- BEREITGESTELLTER AUSZUG:

——————————

Klitsch-Ott: In Alkosch, Karakosch und in Bartillah wurden Zentren von Caritas Irak von den Dschihadisten angegriffen. Mitarbeiter wie christliche Bewohner dieser Orte mussten fliehen. Mehr als die Hälfte von ihnen suchen Schutz in Erbil, andere sind nach Duhok oder in die Provinz Sulaymaniya geflohen. Die Mitarbeiter der Caritas versuchen insbesondere in den kurdischen Städten Erbil und Dohuk, ihre Arbeit fortzusetzen, etwa indem sie in kirchlichen Einrichtungen Unterkünfte für die Flüchtlinge schaffen und Hilfsgüterverteilungen organisieren. Wir verteilen unter anderem Lebensmittelpakete mit Reis, Bohnen und Tomaten an die Familien. Hinzu kommen Decken, Kochtöpfe und Hygieneartikel. Medizinische Hilfskräfte leisten zudem die Grundversorgung.

——————————

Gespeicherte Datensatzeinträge
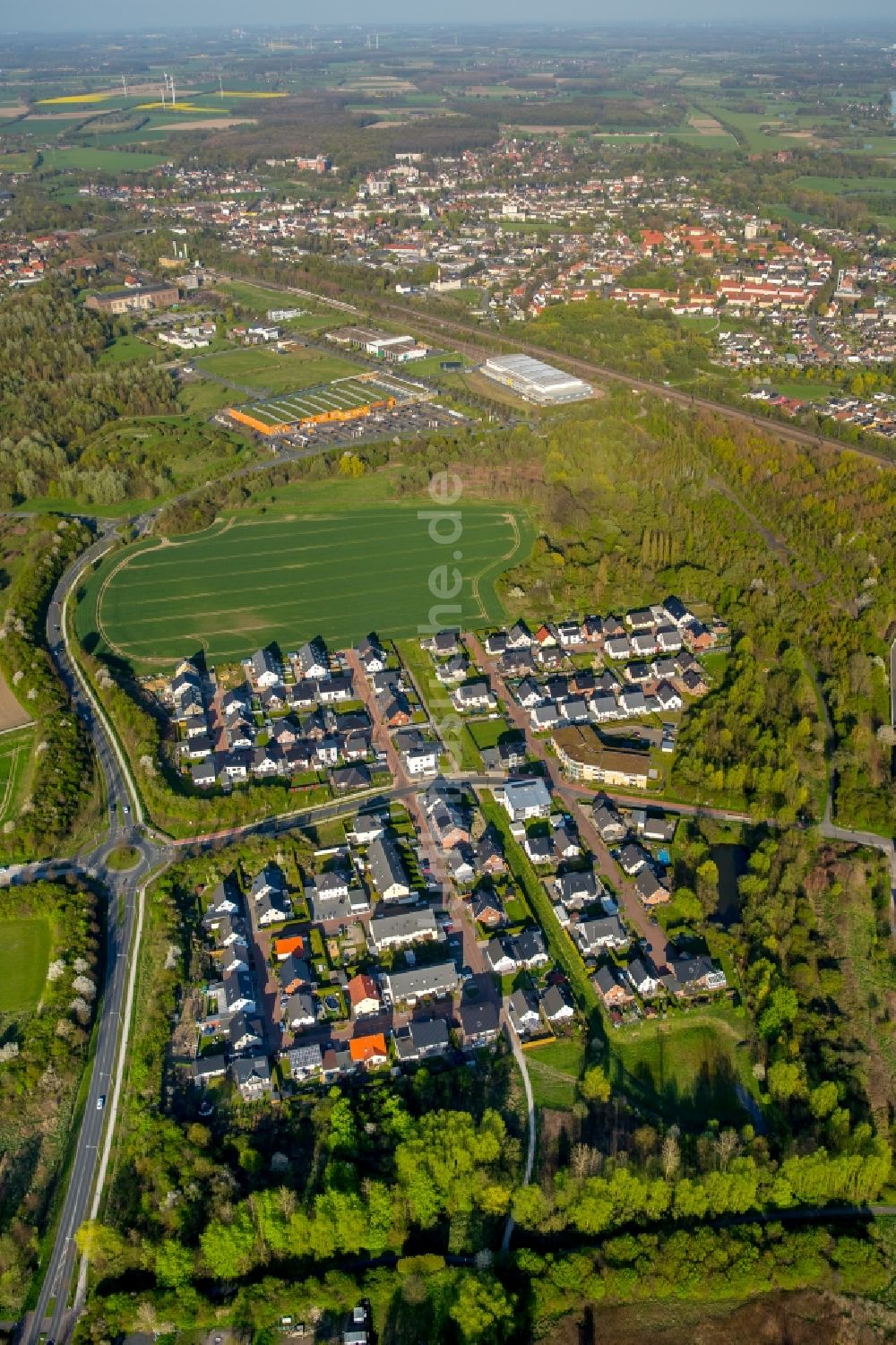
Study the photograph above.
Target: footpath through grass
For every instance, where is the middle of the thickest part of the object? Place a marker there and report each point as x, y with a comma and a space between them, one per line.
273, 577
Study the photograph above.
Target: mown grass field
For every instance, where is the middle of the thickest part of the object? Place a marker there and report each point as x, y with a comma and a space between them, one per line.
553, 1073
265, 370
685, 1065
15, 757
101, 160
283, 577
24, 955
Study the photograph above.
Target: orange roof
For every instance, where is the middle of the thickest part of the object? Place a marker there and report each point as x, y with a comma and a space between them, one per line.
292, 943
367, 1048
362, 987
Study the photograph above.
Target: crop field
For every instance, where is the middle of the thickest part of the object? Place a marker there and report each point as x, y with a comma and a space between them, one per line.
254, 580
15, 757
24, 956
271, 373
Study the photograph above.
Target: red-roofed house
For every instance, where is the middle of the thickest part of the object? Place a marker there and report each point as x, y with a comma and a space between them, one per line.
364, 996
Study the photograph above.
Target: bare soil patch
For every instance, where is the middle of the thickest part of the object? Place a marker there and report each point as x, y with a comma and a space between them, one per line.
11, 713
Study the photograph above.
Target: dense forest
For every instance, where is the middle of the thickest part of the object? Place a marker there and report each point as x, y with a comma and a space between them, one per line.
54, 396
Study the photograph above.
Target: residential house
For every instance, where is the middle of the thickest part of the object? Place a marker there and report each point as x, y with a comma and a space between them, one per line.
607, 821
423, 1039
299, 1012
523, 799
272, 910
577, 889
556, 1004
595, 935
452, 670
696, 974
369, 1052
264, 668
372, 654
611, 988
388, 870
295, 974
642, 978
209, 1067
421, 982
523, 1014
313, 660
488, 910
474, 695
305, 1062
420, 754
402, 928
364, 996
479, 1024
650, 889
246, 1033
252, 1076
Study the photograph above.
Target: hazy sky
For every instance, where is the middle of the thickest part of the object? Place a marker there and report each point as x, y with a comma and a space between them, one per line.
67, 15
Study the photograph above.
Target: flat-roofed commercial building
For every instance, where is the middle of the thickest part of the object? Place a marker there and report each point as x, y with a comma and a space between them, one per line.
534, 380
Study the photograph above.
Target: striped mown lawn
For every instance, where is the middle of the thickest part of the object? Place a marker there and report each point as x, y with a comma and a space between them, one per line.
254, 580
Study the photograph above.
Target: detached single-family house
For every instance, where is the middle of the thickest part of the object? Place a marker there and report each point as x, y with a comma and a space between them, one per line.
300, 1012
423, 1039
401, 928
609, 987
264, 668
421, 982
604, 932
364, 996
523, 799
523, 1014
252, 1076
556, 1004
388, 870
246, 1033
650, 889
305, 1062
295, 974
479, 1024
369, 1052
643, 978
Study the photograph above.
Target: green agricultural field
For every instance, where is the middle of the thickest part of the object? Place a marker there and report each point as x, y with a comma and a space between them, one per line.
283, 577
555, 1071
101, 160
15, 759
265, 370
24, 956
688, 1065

——————————

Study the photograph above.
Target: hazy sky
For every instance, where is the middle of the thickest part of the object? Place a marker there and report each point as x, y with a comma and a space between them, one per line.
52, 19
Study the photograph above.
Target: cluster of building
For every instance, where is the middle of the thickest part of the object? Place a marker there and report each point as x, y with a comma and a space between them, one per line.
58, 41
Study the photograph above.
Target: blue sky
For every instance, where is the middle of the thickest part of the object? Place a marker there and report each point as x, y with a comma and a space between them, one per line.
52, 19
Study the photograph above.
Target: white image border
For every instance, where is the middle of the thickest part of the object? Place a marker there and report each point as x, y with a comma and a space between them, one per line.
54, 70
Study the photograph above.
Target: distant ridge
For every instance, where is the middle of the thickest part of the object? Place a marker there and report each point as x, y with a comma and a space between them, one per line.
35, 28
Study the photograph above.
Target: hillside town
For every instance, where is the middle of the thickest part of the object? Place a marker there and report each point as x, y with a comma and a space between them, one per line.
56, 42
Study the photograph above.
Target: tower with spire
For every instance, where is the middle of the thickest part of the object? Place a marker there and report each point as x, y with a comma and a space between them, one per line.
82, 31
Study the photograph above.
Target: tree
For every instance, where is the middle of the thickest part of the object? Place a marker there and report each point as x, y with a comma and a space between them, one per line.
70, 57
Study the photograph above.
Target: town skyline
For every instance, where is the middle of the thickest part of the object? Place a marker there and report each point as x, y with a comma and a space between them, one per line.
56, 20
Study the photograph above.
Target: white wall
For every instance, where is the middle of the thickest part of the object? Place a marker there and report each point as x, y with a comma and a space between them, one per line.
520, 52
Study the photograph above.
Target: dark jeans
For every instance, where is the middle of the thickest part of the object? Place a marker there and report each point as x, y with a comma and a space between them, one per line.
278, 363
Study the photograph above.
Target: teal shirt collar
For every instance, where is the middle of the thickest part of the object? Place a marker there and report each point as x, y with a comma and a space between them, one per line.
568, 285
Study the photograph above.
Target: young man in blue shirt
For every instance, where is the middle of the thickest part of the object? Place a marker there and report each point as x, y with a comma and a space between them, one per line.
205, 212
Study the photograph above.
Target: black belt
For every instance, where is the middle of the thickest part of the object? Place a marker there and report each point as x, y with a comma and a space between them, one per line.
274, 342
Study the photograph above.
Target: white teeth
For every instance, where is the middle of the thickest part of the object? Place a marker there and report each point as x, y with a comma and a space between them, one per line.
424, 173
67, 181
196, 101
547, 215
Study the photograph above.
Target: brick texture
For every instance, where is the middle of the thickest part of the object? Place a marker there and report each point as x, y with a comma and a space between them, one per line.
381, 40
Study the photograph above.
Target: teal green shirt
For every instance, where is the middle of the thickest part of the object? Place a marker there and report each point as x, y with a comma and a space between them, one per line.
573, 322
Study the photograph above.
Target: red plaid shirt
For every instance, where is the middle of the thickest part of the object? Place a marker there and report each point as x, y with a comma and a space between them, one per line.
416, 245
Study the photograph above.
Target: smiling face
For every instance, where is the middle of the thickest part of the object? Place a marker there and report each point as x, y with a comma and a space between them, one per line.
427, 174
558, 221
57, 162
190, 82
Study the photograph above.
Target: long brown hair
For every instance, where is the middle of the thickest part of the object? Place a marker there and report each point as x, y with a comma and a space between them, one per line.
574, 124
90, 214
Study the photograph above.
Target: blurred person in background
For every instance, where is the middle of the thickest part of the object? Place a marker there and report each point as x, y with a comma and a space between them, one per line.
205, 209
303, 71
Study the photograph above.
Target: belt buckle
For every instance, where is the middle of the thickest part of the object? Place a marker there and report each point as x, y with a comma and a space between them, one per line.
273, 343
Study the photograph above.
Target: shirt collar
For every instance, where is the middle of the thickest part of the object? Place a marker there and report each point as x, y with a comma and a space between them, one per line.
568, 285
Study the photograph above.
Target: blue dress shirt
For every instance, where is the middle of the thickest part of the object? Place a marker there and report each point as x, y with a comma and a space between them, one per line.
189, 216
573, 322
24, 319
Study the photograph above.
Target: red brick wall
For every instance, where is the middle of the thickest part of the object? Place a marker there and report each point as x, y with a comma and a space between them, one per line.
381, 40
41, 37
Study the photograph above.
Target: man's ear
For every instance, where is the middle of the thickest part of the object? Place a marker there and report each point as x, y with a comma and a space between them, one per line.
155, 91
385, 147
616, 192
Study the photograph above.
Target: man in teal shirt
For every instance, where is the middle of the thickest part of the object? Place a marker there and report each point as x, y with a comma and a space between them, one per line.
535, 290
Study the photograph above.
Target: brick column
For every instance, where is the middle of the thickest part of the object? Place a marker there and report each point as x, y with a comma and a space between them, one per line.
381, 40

——————————

- ARBEITSAUFTRAG A: Wie lautet der Satz „Wir verteilen unter anderem Lebensmittelpakete mit Reis, Bohnen und Tomaten an die Familien.“ aus dem Auszug über die Caritas im Irak auf Englisch?
- ARBEITSAUFTRAG B:
Beantworte zum Auszug über die Caritas im Irak folgende Fragen:
(i) In welchen Orten griffen die Dschihadisten Zentren von Caritas Irak an?
(ii) Wo sucht mehr als die Hälfte der Geflohenen Schutz?
(iii) Wer leistet die medizinische Grundversorgung?
- ARBEITSAUFTRAG C: Schreibe den Auszug über die Hilfe der Caritas im Irak im Anschluss an seinen letzten Satz weiter.

- ENDGÜLTIGE ANTWORT A: Among other things, we distribute food parcels containing rice, beans and tomatoes to the families.

- ENDGÜLTIGE ANTWORT B:
(i) In Alkosch, Karakosch und Bartillah.
(ii) In Erbil.
(iii) Medizinische Hilfskräfte.

- ENDGÜLTIGE ANTWORT C:
Frage: Die Vereinten Nationen geben zum Welttag der humanitären Hilfe zwar an, dass die Zahl der Konflikte in den vergangenen 20 Jahren zurückgegangen ist. Jedoch sind mehr Menschen denn je auf humanitäre Hilfe angewiesen. Wie bekommt Ihre Organisation das zu spüren?
Klitsch-Ott: In Ländern mit militärischen Auseinandersetzungen erleben wir, dass die Kriege zunehmend asymetrisch verlaufen. Es gibt also immer häufiger kleine Gruppierungen und Milizen, die versuchen, gegen die Gewalt der Staatsmacht ein Herrschaftsgebiet für sich zu erobern. Ihnen kann man mit normalen militärischen Mitteln eigentlich nicht beikommen – man denke etwa an die Zentralafrikanische Republik, an den Osten des Kongo oder die Ost-Ukraine. Letztlich finden die Kämpfe auch immer seltener unter den Regeln des internationalen Völkerrechts statt. Es wird praktisch keine Rücksicht mehr auf die Zivilbevölkerung genommen, Unschuldige werden als Geiseln genommen. Für die Hilfsorganisationen bedeutet das, dass ihre Neutralität immer weniger respektiert wird. Man wird mit der einen oder der anderen Konfliktpartei in Verbindung gebracht und somit selbst zum Angriffsziel.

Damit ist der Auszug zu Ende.